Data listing

━━━━━━━━━━━━━━━━━━━━

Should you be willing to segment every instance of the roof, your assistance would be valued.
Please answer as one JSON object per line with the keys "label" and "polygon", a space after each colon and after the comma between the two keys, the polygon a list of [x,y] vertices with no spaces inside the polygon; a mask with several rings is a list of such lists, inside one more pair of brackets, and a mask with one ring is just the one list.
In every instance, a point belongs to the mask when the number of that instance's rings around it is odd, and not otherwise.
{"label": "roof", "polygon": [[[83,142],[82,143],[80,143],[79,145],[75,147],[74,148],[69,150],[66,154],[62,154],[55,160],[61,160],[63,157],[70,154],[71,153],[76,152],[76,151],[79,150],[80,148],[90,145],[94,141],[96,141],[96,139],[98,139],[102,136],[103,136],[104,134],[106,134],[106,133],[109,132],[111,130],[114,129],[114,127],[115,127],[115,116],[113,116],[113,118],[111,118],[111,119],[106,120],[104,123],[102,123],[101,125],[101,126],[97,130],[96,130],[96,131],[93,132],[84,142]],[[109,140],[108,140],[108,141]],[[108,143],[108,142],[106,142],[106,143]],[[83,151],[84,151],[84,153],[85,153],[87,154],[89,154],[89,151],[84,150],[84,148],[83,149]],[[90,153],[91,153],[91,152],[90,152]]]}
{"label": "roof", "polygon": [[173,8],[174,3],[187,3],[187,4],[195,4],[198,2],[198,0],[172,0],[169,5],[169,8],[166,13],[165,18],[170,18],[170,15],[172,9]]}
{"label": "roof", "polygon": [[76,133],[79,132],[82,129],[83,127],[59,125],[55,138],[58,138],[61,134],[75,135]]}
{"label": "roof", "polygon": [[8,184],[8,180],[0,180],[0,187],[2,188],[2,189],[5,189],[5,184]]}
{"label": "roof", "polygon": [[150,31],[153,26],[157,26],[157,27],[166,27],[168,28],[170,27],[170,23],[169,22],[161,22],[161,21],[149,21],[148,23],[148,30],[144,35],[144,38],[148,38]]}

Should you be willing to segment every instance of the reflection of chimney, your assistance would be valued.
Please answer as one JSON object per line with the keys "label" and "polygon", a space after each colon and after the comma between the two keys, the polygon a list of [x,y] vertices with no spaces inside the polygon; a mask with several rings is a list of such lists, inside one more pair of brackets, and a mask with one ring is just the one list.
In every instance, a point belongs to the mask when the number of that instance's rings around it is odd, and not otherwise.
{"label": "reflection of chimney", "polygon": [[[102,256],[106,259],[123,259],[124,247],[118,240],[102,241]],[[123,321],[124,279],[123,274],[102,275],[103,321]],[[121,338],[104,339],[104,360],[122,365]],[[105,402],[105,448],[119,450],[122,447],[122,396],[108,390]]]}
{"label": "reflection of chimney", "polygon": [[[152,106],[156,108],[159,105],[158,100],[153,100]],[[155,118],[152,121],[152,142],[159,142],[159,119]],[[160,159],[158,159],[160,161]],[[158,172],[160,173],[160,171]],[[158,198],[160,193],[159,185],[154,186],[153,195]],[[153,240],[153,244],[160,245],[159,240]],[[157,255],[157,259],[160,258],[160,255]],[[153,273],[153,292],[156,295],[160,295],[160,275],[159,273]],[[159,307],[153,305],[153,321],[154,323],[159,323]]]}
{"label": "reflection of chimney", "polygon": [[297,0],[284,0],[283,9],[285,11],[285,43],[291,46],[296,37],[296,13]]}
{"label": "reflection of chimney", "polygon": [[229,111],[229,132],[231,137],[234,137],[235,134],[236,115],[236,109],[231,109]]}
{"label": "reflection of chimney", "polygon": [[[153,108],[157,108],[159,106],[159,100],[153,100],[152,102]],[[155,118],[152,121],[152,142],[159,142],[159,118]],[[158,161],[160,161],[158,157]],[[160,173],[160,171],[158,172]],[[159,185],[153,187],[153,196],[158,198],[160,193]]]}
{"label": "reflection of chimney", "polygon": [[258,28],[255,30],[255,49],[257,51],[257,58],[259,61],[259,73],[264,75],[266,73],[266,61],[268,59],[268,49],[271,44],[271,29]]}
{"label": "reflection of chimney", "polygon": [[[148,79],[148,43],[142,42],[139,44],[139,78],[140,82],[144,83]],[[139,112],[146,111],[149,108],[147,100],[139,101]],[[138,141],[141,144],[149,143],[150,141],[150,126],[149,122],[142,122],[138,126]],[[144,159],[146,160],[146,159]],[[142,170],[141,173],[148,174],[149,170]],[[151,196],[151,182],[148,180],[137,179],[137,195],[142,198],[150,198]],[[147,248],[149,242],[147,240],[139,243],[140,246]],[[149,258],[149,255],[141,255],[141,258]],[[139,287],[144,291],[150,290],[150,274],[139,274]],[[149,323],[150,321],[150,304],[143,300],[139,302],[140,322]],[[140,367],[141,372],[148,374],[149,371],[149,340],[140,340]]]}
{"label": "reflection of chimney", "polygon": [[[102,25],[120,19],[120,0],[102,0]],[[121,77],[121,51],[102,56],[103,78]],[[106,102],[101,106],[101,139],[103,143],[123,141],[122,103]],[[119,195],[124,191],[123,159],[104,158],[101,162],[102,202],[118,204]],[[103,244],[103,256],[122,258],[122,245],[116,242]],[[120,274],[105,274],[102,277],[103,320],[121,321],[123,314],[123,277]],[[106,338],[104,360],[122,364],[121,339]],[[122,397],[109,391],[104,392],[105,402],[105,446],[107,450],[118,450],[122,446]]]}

━━━━━━━━━━━━━━━━━━━━

DIRECTIONS
Exactly reproduce the material above.

RESULT OF THE TASK
Should you be willing to segment every instance of the roof, your assistance would be valued.
Please answer as one JSON object per line with the keys "label" and "polygon", a space after each colon and after the comma between the two keys, the polygon a list of [x,y] vertices with no spaces inside the polygon; a mask with several rings is a list of such lists, inside one more pair of brackets, and a mask with one ring is just the one list.
In every instance, a point belongs to the mask when the number of that instance's rings around it is odd, and not otherwise.
{"label": "roof", "polygon": [[[83,142],[82,143],[80,143],[79,145],[75,147],[74,148],[69,150],[66,154],[62,154],[55,160],[61,160],[63,157],[70,154],[71,153],[76,152],[76,151],[79,150],[80,148],[90,145],[94,141],[96,141],[96,139],[98,139],[102,136],[103,136],[104,134],[106,134],[106,133],[109,132],[111,130],[114,129],[114,127],[115,127],[115,116],[113,116],[113,118],[111,118],[111,119],[106,120],[104,123],[102,123],[101,125],[101,126],[97,130],[96,130],[96,131],[93,132],[84,142]],[[109,140],[108,140],[108,141]],[[108,143],[108,142],[106,142],[106,143]],[[83,151],[84,151],[84,153],[85,153],[87,154],[89,154],[89,151],[84,150],[84,148],[83,149]],[[90,153],[91,153],[91,152],[90,152]]]}
{"label": "roof", "polygon": [[173,8],[174,3],[187,3],[187,4],[195,4],[198,2],[198,0],[172,0],[169,5],[169,8],[166,13],[165,18],[170,18],[170,15],[172,9]]}
{"label": "roof", "polygon": [[76,133],[79,132],[82,129],[83,127],[59,125],[55,138],[58,138],[61,134],[75,135]]}
{"label": "roof", "polygon": [[8,184],[8,180],[0,180],[0,187],[2,188],[2,189],[5,189],[5,184]]}
{"label": "roof", "polygon": [[150,31],[153,26],[157,26],[157,27],[166,27],[168,28],[170,27],[170,23],[169,22],[161,22],[161,21],[149,21],[148,23],[148,30],[144,35],[144,38],[148,38]]}

Should you be willing to segment every instance of the reflection of chimney, your assistance would be valued.
Please answer as one JSON object per line with the keys "label" and "polygon", a space after each colon and after the comma between the two keys, the polygon a list of [x,y] vertices with no spaces inside the polygon; a mask with several rings is a list of such lists, inside one more pair of brackets, and a mask with one ring is just the one list.
In every instance, a point belongs to the mask when the number of that instance's rings around it is odd, and not otherwise.
{"label": "reflection of chimney", "polygon": [[[102,256],[106,259],[123,259],[124,247],[118,240],[102,241]],[[123,321],[124,279],[123,274],[102,275],[103,321]],[[121,338],[104,339],[104,360],[122,365]],[[105,402],[105,448],[119,450],[122,447],[122,396],[108,390]]]}
{"label": "reflection of chimney", "polygon": [[[152,106],[156,108],[159,105],[158,100],[153,100]],[[155,118],[152,121],[152,142],[159,142],[159,119]],[[160,159],[158,159],[160,161]],[[158,172],[160,173],[160,171]],[[158,198],[160,193],[159,185],[154,186],[153,195]],[[153,240],[153,244],[160,245],[159,240]],[[157,255],[157,259],[160,258],[160,255]],[[153,273],[153,292],[156,295],[160,295],[160,275],[159,273]],[[159,307],[153,305],[153,321],[154,323],[159,323]]]}
{"label": "reflection of chimney", "polygon": [[297,0],[284,0],[283,9],[285,11],[285,43],[291,46],[296,37],[296,13]]}
{"label": "reflection of chimney", "polygon": [[229,111],[229,132],[231,137],[234,137],[235,134],[236,115],[236,109],[231,109]]}
{"label": "reflection of chimney", "polygon": [[[153,108],[157,108],[159,106],[159,100],[153,100],[152,102]],[[155,118],[152,121],[152,142],[159,142],[159,118]],[[158,161],[160,161],[158,157]],[[160,173],[160,171],[158,172]],[[159,185],[153,187],[153,196],[158,198],[160,193]]]}
{"label": "reflection of chimney", "polygon": [[258,28],[255,30],[255,49],[257,51],[257,58],[259,61],[259,73],[264,75],[266,73],[266,61],[268,59],[268,49],[271,44],[271,29]]}
{"label": "reflection of chimney", "polygon": [[[148,79],[148,43],[142,42],[139,44],[139,78],[140,82],[144,83]],[[139,112],[146,111],[149,108],[147,100],[139,101]],[[138,141],[141,144],[149,143],[150,141],[150,126],[149,122],[142,122],[138,126]],[[144,159],[146,160],[146,159]],[[142,170],[141,173],[148,174],[149,170]],[[151,196],[151,182],[148,180],[137,179],[137,195],[142,198],[150,198]],[[147,248],[149,242],[147,240],[139,243],[140,246]],[[149,258],[149,255],[141,255],[141,258]],[[139,287],[144,291],[150,290],[150,274],[139,274]],[[149,323],[150,321],[150,304],[143,300],[139,302],[140,322]],[[140,367],[141,372],[148,374],[149,371],[149,340],[140,340]]]}
{"label": "reflection of chimney", "polygon": [[[102,25],[120,19],[120,0],[102,0]],[[121,77],[121,51],[102,56],[103,78]],[[106,102],[101,106],[101,139],[103,143],[123,141],[122,103]],[[119,195],[124,191],[123,159],[104,158],[101,162],[102,202],[118,204]],[[103,244],[103,256],[122,258],[122,245],[116,242]],[[120,274],[105,274],[102,277],[103,320],[121,321],[123,314],[123,277]],[[106,338],[104,360],[122,364],[121,339]],[[122,397],[109,391],[104,392],[105,402],[105,446],[107,450],[118,450],[122,446]]]}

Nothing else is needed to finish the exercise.